→ EXERCISE DIRECTIONS
Lay out the stretch of the items from the line containing "--target yellow cooler" through the end of the items as a numbered list, with blank lines dropped and the pictures left out.
** START **
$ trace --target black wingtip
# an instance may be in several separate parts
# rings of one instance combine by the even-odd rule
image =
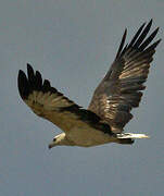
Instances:
[[[26,74],[22,70],[18,71],[17,86],[18,86],[20,96],[23,99],[26,99],[29,95],[29,85]]]
[[[117,51],[117,53],[116,53],[116,59],[119,57],[119,54],[121,54],[121,52],[122,52],[122,50],[123,50],[123,47],[124,47],[124,44],[125,44],[126,36],[127,36],[127,28],[125,28],[125,32],[124,32],[124,34],[123,34],[122,41],[121,41],[118,51]]]

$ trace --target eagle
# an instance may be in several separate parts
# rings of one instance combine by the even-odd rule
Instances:
[[[21,98],[37,115],[59,126],[63,133],[54,136],[54,146],[91,147],[108,143],[131,145],[146,134],[124,133],[133,119],[131,109],[139,106],[150,63],[161,39],[152,42],[159,32],[149,36],[152,20],[143,23],[125,45],[125,28],[116,57],[102,82],[96,88],[88,109],[76,105],[42,79],[39,71],[27,64],[27,76],[20,70],[17,85]]]

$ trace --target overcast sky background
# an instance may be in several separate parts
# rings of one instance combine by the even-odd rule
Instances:
[[[126,132],[151,139],[133,146],[48,149],[61,133],[21,100],[17,72],[26,63],[87,108],[114,60],[125,27],[128,40],[153,19],[164,39],[163,0],[1,0],[0,196],[160,196],[164,193],[164,44],[148,88]]]

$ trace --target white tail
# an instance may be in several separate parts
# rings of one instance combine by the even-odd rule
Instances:
[[[117,138],[150,138],[150,136],[144,134],[133,134],[133,133],[123,133],[116,134]]]

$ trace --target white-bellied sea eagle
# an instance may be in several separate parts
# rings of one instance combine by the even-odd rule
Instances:
[[[149,36],[152,20],[143,23],[131,41],[123,35],[111,69],[96,88],[88,109],[59,93],[40,72],[27,64],[27,76],[20,70],[18,91],[25,103],[39,117],[51,121],[64,133],[56,135],[49,148],[58,145],[90,147],[106,143],[133,144],[144,134],[123,133],[139,106],[150,63],[161,39],[152,42],[159,27]],[[152,44],[151,44],[152,42]]]

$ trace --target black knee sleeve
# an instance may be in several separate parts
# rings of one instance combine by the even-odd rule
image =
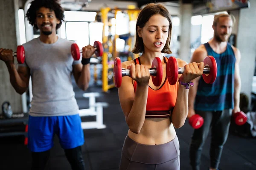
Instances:
[[[44,170],[49,156],[49,150],[42,152],[32,152],[31,170]]]
[[[73,170],[84,170],[85,166],[81,146],[64,150],[65,155]]]

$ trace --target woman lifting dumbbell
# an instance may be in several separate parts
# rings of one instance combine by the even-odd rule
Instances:
[[[167,82],[168,59],[161,53],[171,53],[172,29],[166,8],[160,3],[148,4],[138,17],[132,51],[142,55],[122,64],[119,59],[115,61],[115,84],[129,127],[120,170],[180,169],[174,128],[184,123],[188,111],[186,87],[202,75],[204,65],[177,59],[184,71],[175,85]]]

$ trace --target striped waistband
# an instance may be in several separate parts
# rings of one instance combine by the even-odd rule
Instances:
[[[172,110],[146,110],[146,118],[165,118],[171,116]]]

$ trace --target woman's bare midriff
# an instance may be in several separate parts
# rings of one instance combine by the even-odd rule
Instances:
[[[128,136],[134,141],[144,144],[155,145],[167,143],[176,136],[170,118],[145,119],[139,134],[130,130]]]

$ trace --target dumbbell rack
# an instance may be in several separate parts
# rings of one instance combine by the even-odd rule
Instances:
[[[80,109],[79,113],[80,117],[96,116],[96,121],[82,122],[82,129],[104,129],[106,125],[103,124],[103,108],[108,106],[108,104],[104,102],[96,102],[96,98],[99,97],[99,93],[85,93],[83,94],[84,98],[89,98],[89,108]]]
[[[24,144],[27,144],[27,125],[29,122],[29,114],[27,113],[15,113],[12,115],[11,118],[4,118],[0,116],[0,137],[12,136],[25,136]],[[8,130],[5,132],[6,129],[15,129],[18,125],[25,125],[25,130],[23,131]],[[11,128],[10,128],[11,127]],[[3,131],[3,132],[1,132]]]

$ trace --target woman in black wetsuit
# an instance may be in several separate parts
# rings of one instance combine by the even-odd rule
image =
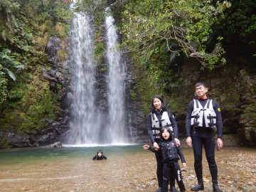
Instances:
[[[163,99],[159,95],[155,95],[152,98],[151,105],[151,112],[147,117],[147,131],[149,139],[157,152],[155,153],[157,168],[156,176],[159,182],[157,192],[162,191],[163,187],[163,163],[161,151],[158,144],[160,142],[160,130],[162,127],[170,127],[174,132],[174,137],[176,139],[177,144],[180,144],[178,139],[178,131],[174,116],[167,108]],[[175,188],[174,176],[171,178],[171,190],[173,192],[177,191]]]
[[[98,150],[97,151],[97,155],[95,155],[92,160],[107,160],[107,157],[103,155],[103,152],[102,150]]]

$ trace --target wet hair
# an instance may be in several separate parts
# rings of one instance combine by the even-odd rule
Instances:
[[[167,139],[167,140],[170,140],[170,141],[172,141],[174,139],[174,134],[173,134],[173,132],[171,130],[171,129],[169,127],[163,127],[161,131],[160,131],[160,138],[162,139],[162,140],[165,140],[162,136],[162,134],[164,132],[164,131],[166,129],[167,132],[169,132],[169,133],[170,134],[170,137]]]
[[[160,96],[160,95],[154,95],[152,97],[152,101],[151,101],[151,112],[152,113],[155,113],[156,112],[156,108],[154,107],[154,99],[159,99],[161,102],[161,109],[163,110],[163,111],[166,111],[167,110],[167,106],[166,105],[163,98]]]
[[[203,82],[196,82],[196,85],[195,85],[195,87],[198,87],[200,85],[202,85],[204,87],[207,88],[207,86],[206,86],[206,83],[204,83]]]

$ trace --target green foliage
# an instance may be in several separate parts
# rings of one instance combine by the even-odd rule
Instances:
[[[6,98],[6,85],[7,79],[5,78],[4,74],[0,71],[0,105]]]
[[[169,52],[195,57],[204,68],[213,68],[225,62],[221,59],[224,50],[207,53],[204,43],[218,16],[230,6],[227,1],[215,5],[210,1],[132,1],[123,12],[123,45],[137,51],[139,57],[149,58],[161,42]]]
[[[41,68],[52,68],[44,52],[48,38],[69,33],[68,1],[0,0],[0,129],[33,132],[55,118],[55,95]],[[58,53],[65,59],[64,50]]]

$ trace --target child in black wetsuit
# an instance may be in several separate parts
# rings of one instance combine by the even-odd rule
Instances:
[[[176,145],[170,128],[162,128],[160,132],[160,137],[161,141],[159,146],[161,152],[164,164],[163,192],[168,191],[168,183],[170,181],[171,174],[174,174],[181,192],[184,192],[186,191],[186,188],[182,181],[181,168],[178,162],[178,160],[181,159],[183,167],[186,167],[186,161],[181,149],[179,146]],[[152,146],[149,146],[147,144],[144,145],[143,148],[156,152],[156,150]]]
[[[92,160],[106,160],[106,159],[107,157],[103,155],[102,151],[100,149],[97,151],[97,155],[95,155],[92,158]]]

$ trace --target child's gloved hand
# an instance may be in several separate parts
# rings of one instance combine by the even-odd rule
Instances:
[[[143,146],[143,149],[149,149],[149,145],[148,145],[148,144],[144,145],[144,146]]]

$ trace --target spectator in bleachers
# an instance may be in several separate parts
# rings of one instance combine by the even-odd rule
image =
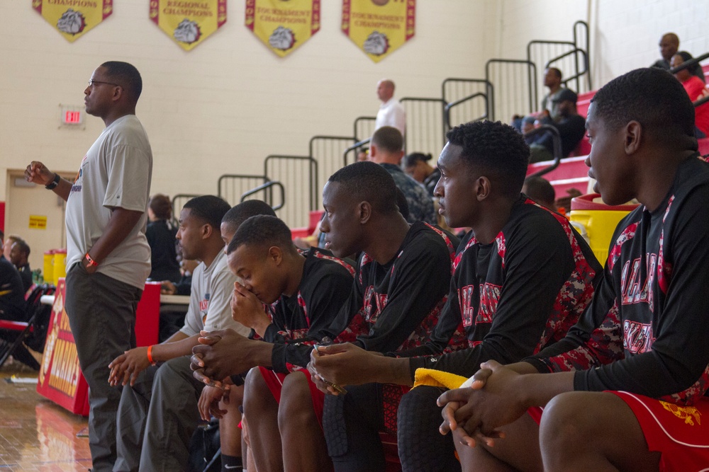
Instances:
[[[692,59],[692,55],[686,51],[680,51],[672,56],[672,68],[679,67]],[[699,80],[696,76],[692,75],[688,69],[678,71],[674,76],[677,78],[687,91],[689,99],[696,102],[700,98],[709,95],[704,82]],[[700,105],[694,108],[694,135],[698,138],[705,138],[709,136],[709,103]]]
[[[403,170],[409,177],[423,184],[428,193],[433,197],[433,190],[438,183],[441,173],[437,167],[428,163],[432,156],[420,152],[412,152],[403,158]]]
[[[554,205],[556,197],[554,187],[543,177],[536,175],[525,178],[525,183],[522,185],[522,193],[552,211],[557,208]]]
[[[12,251],[12,245],[17,241],[22,239],[20,236],[16,234],[8,234],[7,238],[5,238],[4,243],[3,243],[3,255],[8,260],[10,260],[10,251]]]
[[[15,241],[10,249],[10,262],[17,267],[22,279],[22,288],[26,293],[32,287],[32,270],[27,258],[30,257],[30,245],[24,239]]]
[[[537,117],[541,125],[549,125],[559,131],[562,141],[562,157],[566,157],[579,145],[586,132],[586,120],[576,111],[576,92],[562,88],[555,96],[559,120],[552,119],[548,110],[544,110]],[[549,161],[554,159],[554,145],[552,135],[545,134],[542,138],[530,145],[530,162]]]
[[[150,275],[152,280],[178,282],[180,279],[177,261],[177,229],[172,224],[172,203],[167,195],[157,193],[147,204],[150,222],[145,237],[150,245]]]
[[[679,38],[674,33],[666,33],[662,35],[658,45],[662,57],[655,61],[651,67],[669,71],[672,56],[677,54],[677,50],[679,49]]]
[[[669,70],[671,68],[676,67],[676,66],[673,66],[671,62],[672,57],[677,54],[677,51],[679,50],[679,38],[677,37],[677,35],[674,33],[668,33],[663,35],[662,38],[660,38],[659,47],[660,54],[662,56],[662,59],[655,61],[651,67],[659,67],[665,70]],[[690,58],[691,58],[691,56],[690,56]],[[704,77],[704,71],[702,70],[701,66],[698,64],[693,67],[690,67],[689,73],[691,75],[696,76],[703,82],[706,81]]]
[[[406,111],[399,100],[394,98],[394,83],[382,79],[376,84],[376,96],[381,100],[379,111],[376,113],[374,131],[383,126],[392,126],[403,136],[406,129]]]
[[[554,121],[559,121],[562,119],[559,110],[561,103],[559,94],[563,91],[569,90],[562,86],[562,71],[556,67],[545,69],[544,86],[549,88],[549,93],[542,98],[542,110],[547,110]]]
[[[25,291],[20,273],[0,254],[0,318],[26,321],[25,315]]]
[[[433,200],[426,189],[404,173],[400,166],[403,156],[403,138],[398,129],[384,126],[374,132],[369,143],[369,160],[380,164],[394,179],[396,186],[403,192],[408,203],[409,223],[425,221],[436,224]]]

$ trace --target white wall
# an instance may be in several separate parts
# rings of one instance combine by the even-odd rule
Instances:
[[[283,59],[243,25],[244,0],[230,0],[226,24],[189,52],[149,20],[145,0],[116,0],[74,43],[30,1],[3,0],[0,17],[13,27],[0,33],[0,173],[33,159],[76,169],[103,123],[60,129],[58,104],[83,105],[94,68],[125,60],[143,77],[137,113],[152,145],[153,192],[216,192],[219,175],[262,173],[269,154],[306,154],[313,135],[351,135],[356,117],[376,113],[382,77],[399,96],[440,96],[446,77],[480,76],[493,4],[420,1],[416,35],[374,64],[341,33],[335,0],[322,2],[320,30]]]
[[[398,96],[440,96],[445,78],[482,78],[488,59],[523,58],[531,40],[570,40],[576,20],[590,25],[594,88],[652,63],[667,31],[682,49],[709,51],[709,2],[697,0],[418,0],[415,37],[379,64],[341,33],[339,0],[323,0],[320,32],[283,59],[243,25],[244,0],[229,0],[227,23],[190,52],[149,20],[145,0],[113,3],[111,17],[69,43],[29,0],[0,1],[9,25],[0,33],[0,175],[33,159],[76,171],[103,123],[60,128],[59,104],[83,105],[106,60],[141,71],[152,192],[174,195],[216,193],[223,173],[259,173],[269,154],[306,154],[315,134],[351,134],[354,117],[376,113],[380,78],[396,81]],[[0,200],[9,193],[0,178]]]
[[[665,33],[680,38],[680,50],[709,52],[709,2],[693,0],[504,0],[496,54],[526,55],[533,39],[571,40],[576,20],[589,25],[593,88],[614,77],[652,64]]]

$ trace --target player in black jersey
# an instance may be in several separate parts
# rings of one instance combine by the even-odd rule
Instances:
[[[205,345],[195,350],[201,353],[199,362],[210,367],[208,374],[219,372],[215,378],[227,383],[227,374],[245,372],[255,366],[269,367],[272,370],[264,369],[264,376],[287,388],[286,374],[303,369],[299,365],[307,364],[312,349],[303,352],[300,348],[319,340],[313,333],[330,324],[349,297],[354,269],[326,251],[313,248],[301,254],[293,245],[288,226],[271,216],[244,221],[226,252],[230,269],[243,281],[243,285],[235,286],[233,316],[266,342],[249,340],[231,330],[215,331],[201,340],[215,343],[212,349]],[[256,374],[261,374],[257,369]],[[220,435],[238,437],[240,402],[228,398],[220,404],[220,386],[205,388],[201,414],[206,420],[211,415],[230,420],[220,422]],[[274,393],[279,396],[280,388]],[[253,424],[258,430],[268,430],[272,442],[278,442],[278,403],[272,396],[262,400],[273,403],[272,418],[262,416]],[[247,388],[245,405],[248,401]],[[315,427],[319,428],[317,422]]]
[[[459,448],[466,468],[709,467],[709,165],[682,92],[644,69],[593,98],[588,175],[608,205],[642,205],[616,228],[603,282],[566,338],[484,364],[474,388],[441,396],[442,431],[474,446]]]
[[[452,338],[457,340],[457,328],[469,348],[444,357],[456,356],[469,375],[483,361],[518,361],[562,338],[593,296],[602,271],[590,248],[565,218],[520,194],[529,151],[519,134],[485,122],[454,128],[447,137],[438,160],[441,213],[449,226],[472,231],[459,246],[435,330],[425,344],[394,353],[426,357],[333,346],[323,351],[340,354],[313,353],[316,372],[328,381],[411,385],[416,367],[435,365]],[[459,467],[452,442],[437,433],[441,391],[419,387],[402,400],[398,442],[404,470]]]
[[[423,343],[436,324],[445,303],[454,243],[457,241],[424,223],[410,226],[396,207],[392,178],[374,163],[357,163],[333,174],[323,191],[323,206],[325,215],[321,228],[327,247],[339,255],[362,254],[349,299],[337,320],[313,337],[320,342],[326,339],[352,341],[368,349],[382,351],[410,348]],[[422,279],[422,273],[430,275],[431,279]],[[303,348],[306,351],[305,365],[312,348],[298,347]],[[205,373],[211,374],[211,376],[219,378],[230,373],[224,370],[216,373],[206,359],[203,364]],[[292,379],[295,383],[300,381],[300,376],[288,376],[286,381]],[[250,374],[247,392],[250,388],[258,388],[262,394],[247,394],[247,399],[268,398],[269,388],[260,381],[263,379],[262,376]],[[253,385],[250,384],[251,381]],[[309,430],[299,426],[306,416],[303,407],[313,403],[307,384],[303,388],[303,382],[299,383],[299,390],[293,386],[289,391],[283,391],[279,408],[279,416],[287,419],[281,426],[293,432],[292,439],[286,437],[287,433],[281,436],[283,456],[291,464],[303,464],[308,457],[316,456],[318,451],[324,451],[325,447],[321,432],[308,432]],[[398,386],[393,386],[387,398],[398,403],[403,391]],[[296,398],[291,398],[291,393]],[[319,391],[318,394],[321,395]],[[354,396],[354,393],[350,396]],[[291,413],[282,411],[286,405],[291,407]],[[248,400],[245,403],[247,418],[262,418],[268,408],[267,405],[256,408]],[[382,408],[380,403],[379,409]],[[395,413],[396,410],[393,411]],[[393,418],[396,423],[395,414]],[[258,432],[262,431],[259,427]],[[257,466],[264,461],[270,465],[272,461],[281,460],[281,451],[272,437],[262,440],[253,437],[250,432],[250,435]],[[370,439],[379,442],[376,431]],[[261,450],[258,444],[262,444]],[[320,455],[327,458],[326,452]],[[303,468],[308,468],[303,466]]]

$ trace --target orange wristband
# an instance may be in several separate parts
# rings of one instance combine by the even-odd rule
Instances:
[[[156,362],[152,359],[152,345],[147,347],[147,362],[150,363],[150,365],[155,365],[156,364],[157,364],[157,362]]]
[[[86,253],[86,254],[84,255],[84,258],[86,260],[86,263],[87,263],[86,265],[89,265],[89,267],[91,267],[91,265],[99,265],[99,263],[97,263],[95,260],[94,260],[93,259],[91,259],[91,256],[89,255],[89,253]]]

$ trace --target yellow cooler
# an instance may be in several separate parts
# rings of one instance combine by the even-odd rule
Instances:
[[[59,277],[67,276],[67,250],[55,249],[54,251],[54,284],[59,283]]]
[[[608,258],[608,246],[615,226],[637,206],[637,203],[607,205],[601,200],[600,194],[589,193],[571,199],[569,219],[584,225],[588,234],[591,248],[598,262],[605,265]]]

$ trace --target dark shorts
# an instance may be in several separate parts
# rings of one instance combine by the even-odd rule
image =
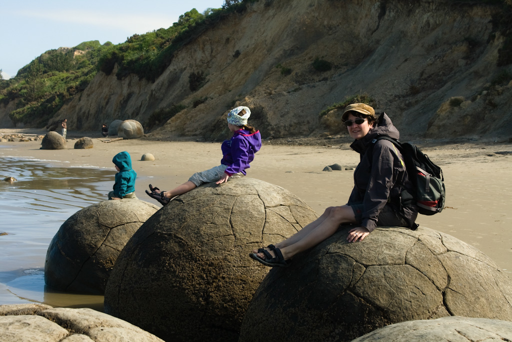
** END **
→ WRITTEN RESPONSE
1. $ trace --target yellow cooler
2. # an instance may be in several separate parts
3. # rings of one instance combine by the even-odd rule
4. Instances:
5. [[[59,277],[67,276],[67,250],[55,249],[54,251],[54,284],[59,283]]]
6. [[[608,258],[608,246],[615,226],[637,206],[637,203],[607,205],[601,200],[600,194],[589,193],[571,199],[569,219],[584,225],[588,234],[591,248],[598,262],[605,265]]]
7. $ trace --target dark shorts
8. # an instance may be in several separate parts
9. # rings of one instance combine by the even-odd rule
10. image =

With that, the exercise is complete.